Text provided
Posted by: George | December 20, 2007 9:33 AM
Winning caption: "My home was burglarized by three dolphins and a manta ray, and I need Aquaman's help."
Winning anti-caption: "I said I was going ass-fishing, not ice-fishing!"
Original caption: "This is how we Québécois find wives."
Posted by: kejo | December 20, 2007 2:37 PM
He had the car keys so I'm trying to survive. Mind giving me a ride back to town?
Posted by: Charles | December 20, 2007 4:11 PM
Yes, I'm sure I don't have a bite. Mind your fucking business.
Posted by: Charles | December 20, 2007 4:14 PM
Coming soon:
FARGO 2: FARGONE
Posted by: aljo | December 20, 2007 4:22 PM
Good friend, yes, but better bait.
Posted by: boneguy | December 20, 2007 6:46 PM
"We're gathered here to honor his dying words: 'Give a man a fish, and he'll eat for a day. Teach a man to fish, and he'll sit on an upside-down bucket on a frozen lake drinking beer all winter...'"
Posted by: Hudson | December 20, 2007 11:29 PM
"If the gloves don't fit, you must acquit."
Posted by: Hudson | December 20, 2007 11:35 PM
"Bill never listens. Last summer, he sawed himself off a tree limb."
Posted by: Hudson | December 20, 2007 11:38 PM
"I thought I needed a little chum, but then I remembered that was for shark fishin', but then I remembered we weren't that tight anyway."
Posted by: earlg | December 21, 2007 1:36 AM
"You know how that crazy Norwegian was always getting 'falling on his face drunk'"
Posted by: C@L Mike | December 21, 2007 6:30 AM
"My only regret is that there weren't any cameras around when it happened. I mean, with all them Bloopers shows and YouTube and all."
Posted by: Tim H | December 21, 2007 1:23 PM
"GO FISH!"

Records

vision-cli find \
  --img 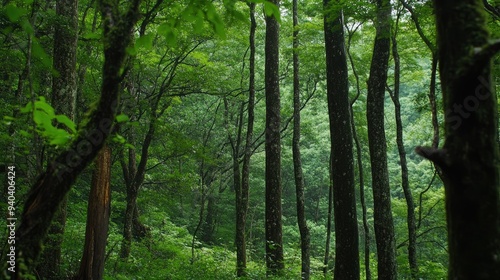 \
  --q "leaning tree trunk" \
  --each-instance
[76,146,111,280]
[9,0,141,279]
[37,0,78,278]
[347,25,372,280]
[366,0,397,280]
[236,3,257,277]
[292,0,311,280]
[323,0,359,279]
[417,0,500,279]
[265,0,285,275]
[391,15,418,279]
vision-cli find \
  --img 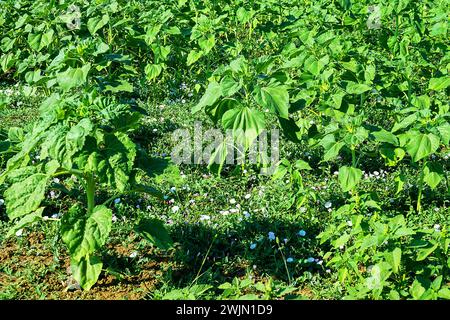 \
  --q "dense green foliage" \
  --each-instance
[0,0,450,299]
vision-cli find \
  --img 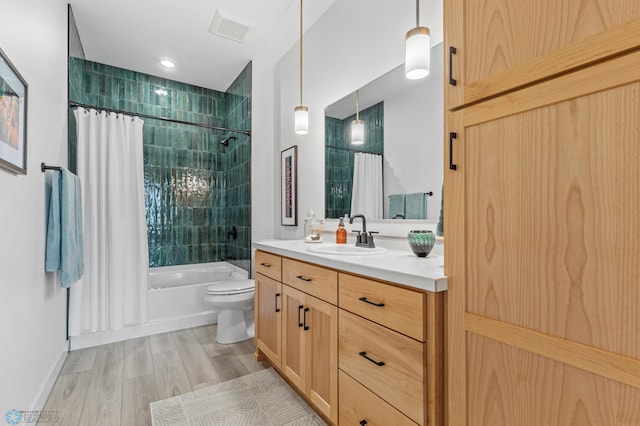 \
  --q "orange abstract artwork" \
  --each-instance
[0,93,20,149]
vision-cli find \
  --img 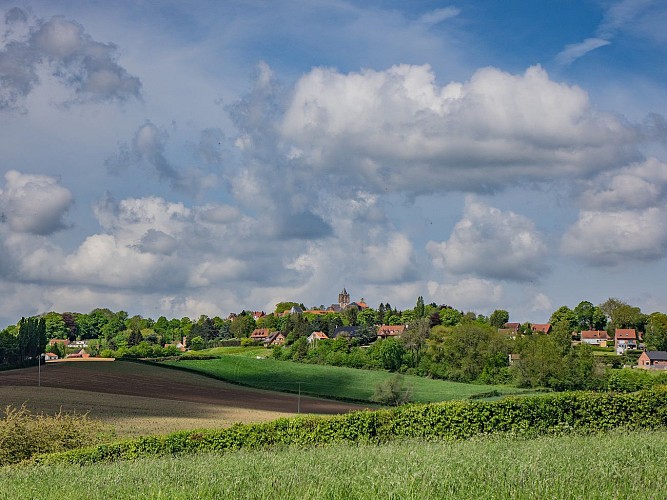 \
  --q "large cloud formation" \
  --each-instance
[561,158,667,266]
[0,8,141,110]
[0,170,74,235]
[426,198,548,281]
[279,65,639,194]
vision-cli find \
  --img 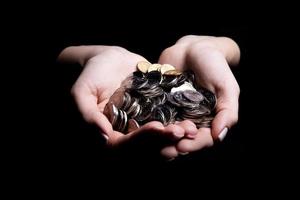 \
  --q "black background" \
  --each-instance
[3,4,294,189]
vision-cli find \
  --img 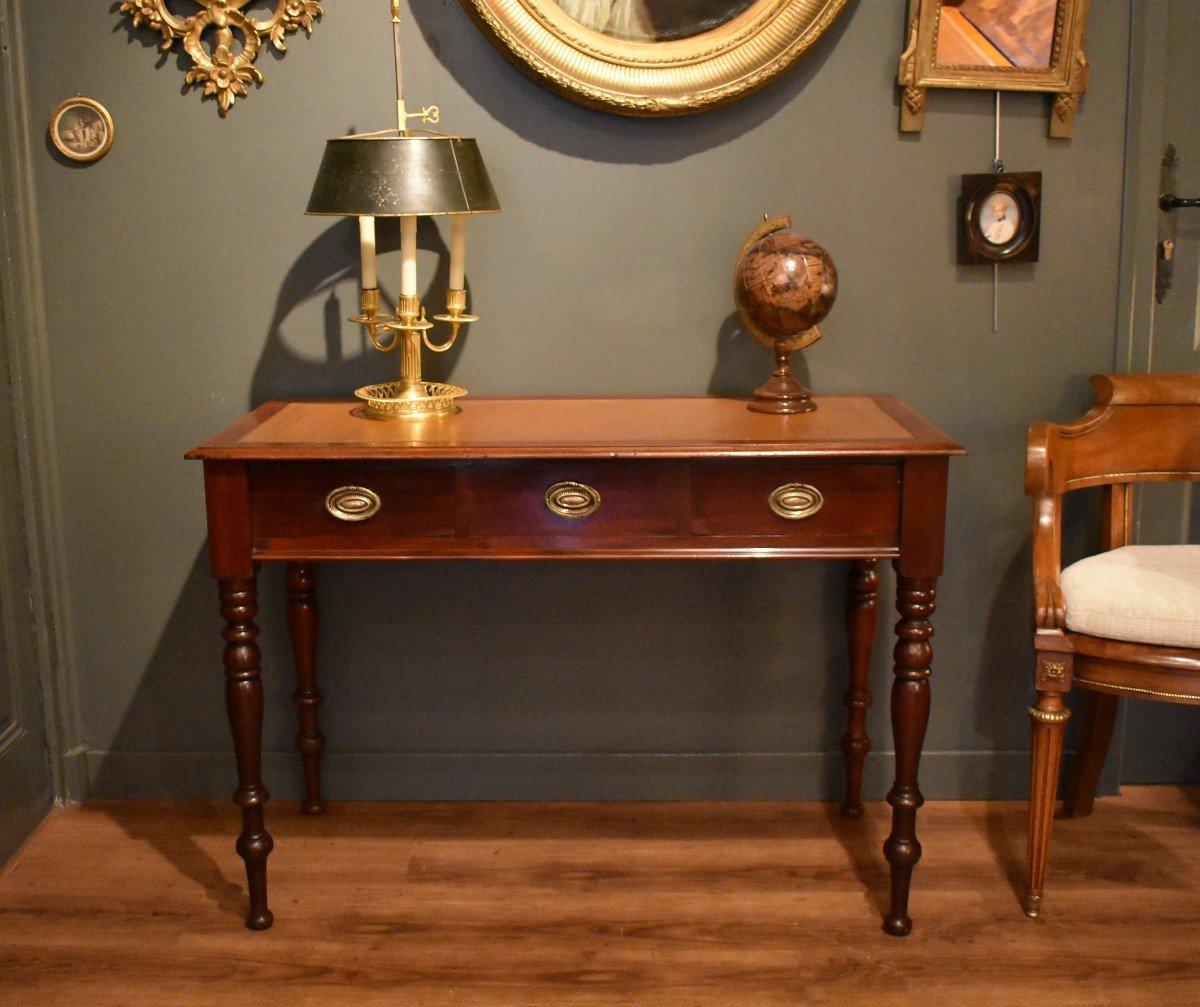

Prompt A
In the caption contest comments, translate the sentence "Good friend, yes, but better bait." into Spanish.
Prompt B
According to the caption contest comments, what was the original caption?

Reply A
Buen amigo, sí, pero mejor carnada.

Reply B
"This is how we Québécois find wives."